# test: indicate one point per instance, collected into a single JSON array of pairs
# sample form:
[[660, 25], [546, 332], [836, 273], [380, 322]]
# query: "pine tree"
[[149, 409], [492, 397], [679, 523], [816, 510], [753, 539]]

* * *

## Aim of the exercise
Reproduce every line of the data above without any changes.

## Answer below
# test: indicate one point per instance, collected into a single JSON array of pairs
# sample form:
[[660, 25], [546, 332], [836, 273], [380, 322]]
# query: "pine tree"
[[149, 409], [492, 397], [679, 523], [816, 510], [753, 539]]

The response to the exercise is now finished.